#### ACTIVITY:
Reproduce verbatim the portion of the VOCA victim assistance passage below from "Office of the Texas Governor, Criminal" to "victims of crime.".

#### TEXT EXCERPT:
OVC's VOCA Assistance Formula Grant Program supports thousands of victim assistance programs throughout the Nation annually. OVC's funding of these programs—through subgrants to state agencies and local service providers—provides help for individuals, families, and communities recovering from both the immediate and prolonged effects of victimization.

VOCA assistance supports crisis counseling, telephone and onsite information and referrals, criminal justice support and advocacy, emergency shelter, therapy, and other services. Funds can also be used to develop new initiatives that address emerging needs and gaps in services for individuals and communities. In FYs 2017 and 2018, VOCA-funded assistance reached a total of 18,826,776 crime victims.

State Spotlight

Arizona Department of Public Safety

In FYs 2017 and 2018, the Arizona Department of Public Safety received a high volume of reports of teen dating violence made by teenage girls, as increased use of technology allowed descriptions and pictures of incidents to be more easily posted on social media. During the FY 2017–2018 reporting period, the department served an average of 355 victims of teen dating violence per quarter. As a result, victim advocates are improving their efforts to educate teens about internet safety and healthy relationships, and a greater number of high schools have received sexual assault trainings and presentations.

Office of the Texas Governor, Criminal Justice Division

In FY 2018, the Criminal Justice Division of the Office of the Texas Governor's Public Safety Office identified mental health services—including campus-based services—as a priority, and directly contacted public and private universities in Texas to inform them about funding opportunities available to expand victim services programs. The college campus confidential advocate program also provided funding to 11 new locations. Additionally, the Criminal Justice Division provided a $4.5 million subgrant for the Austin Independent School District to develop campus-based mental health services for child victims of crime.

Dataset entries
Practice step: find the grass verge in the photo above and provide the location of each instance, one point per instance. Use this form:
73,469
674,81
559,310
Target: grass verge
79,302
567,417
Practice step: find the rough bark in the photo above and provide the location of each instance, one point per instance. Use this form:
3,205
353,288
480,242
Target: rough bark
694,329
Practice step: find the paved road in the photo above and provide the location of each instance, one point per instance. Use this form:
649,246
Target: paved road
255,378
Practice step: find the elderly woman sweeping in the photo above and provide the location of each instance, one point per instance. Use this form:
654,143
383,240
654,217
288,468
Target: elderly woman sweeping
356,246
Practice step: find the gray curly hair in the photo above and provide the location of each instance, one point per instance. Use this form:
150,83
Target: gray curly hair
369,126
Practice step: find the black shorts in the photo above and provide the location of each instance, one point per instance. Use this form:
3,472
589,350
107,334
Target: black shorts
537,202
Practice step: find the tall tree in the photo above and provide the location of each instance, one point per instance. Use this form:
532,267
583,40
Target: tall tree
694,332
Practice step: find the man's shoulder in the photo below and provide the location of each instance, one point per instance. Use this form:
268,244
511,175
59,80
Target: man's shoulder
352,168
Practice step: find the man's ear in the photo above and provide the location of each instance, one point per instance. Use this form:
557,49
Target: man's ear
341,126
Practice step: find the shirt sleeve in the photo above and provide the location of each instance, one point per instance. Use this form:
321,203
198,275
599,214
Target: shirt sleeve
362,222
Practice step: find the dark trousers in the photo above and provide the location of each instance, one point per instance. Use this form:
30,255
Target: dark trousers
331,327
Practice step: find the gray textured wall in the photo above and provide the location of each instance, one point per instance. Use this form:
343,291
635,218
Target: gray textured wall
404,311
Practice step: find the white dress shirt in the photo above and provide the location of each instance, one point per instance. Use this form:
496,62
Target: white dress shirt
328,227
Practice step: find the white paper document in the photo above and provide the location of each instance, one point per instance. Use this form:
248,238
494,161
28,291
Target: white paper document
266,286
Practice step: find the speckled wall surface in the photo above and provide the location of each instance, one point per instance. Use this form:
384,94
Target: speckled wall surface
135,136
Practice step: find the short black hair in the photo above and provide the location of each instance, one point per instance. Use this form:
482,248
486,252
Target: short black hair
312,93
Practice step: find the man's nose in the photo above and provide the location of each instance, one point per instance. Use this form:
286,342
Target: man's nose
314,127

#### RESPONSE TO THIS EXERCISE:
Office of the Texas Governor, Criminal Justice Division

In FY 2018, the Criminal Justice Division of the Office of the Texas Governor's Public Safety Office identified mental health services—including campus-based services—as a priority, and directly contacted public and private universities in Texas to inform them about funding opportunities available to expand victim services programs. The college campus confidential advocate program also provided funding to 11 new locations. Additionally, the Criminal Justice Division provided a $4.5 million subgrant for the Austin Independent School District to develop campus-based mental health services for child victims of crime.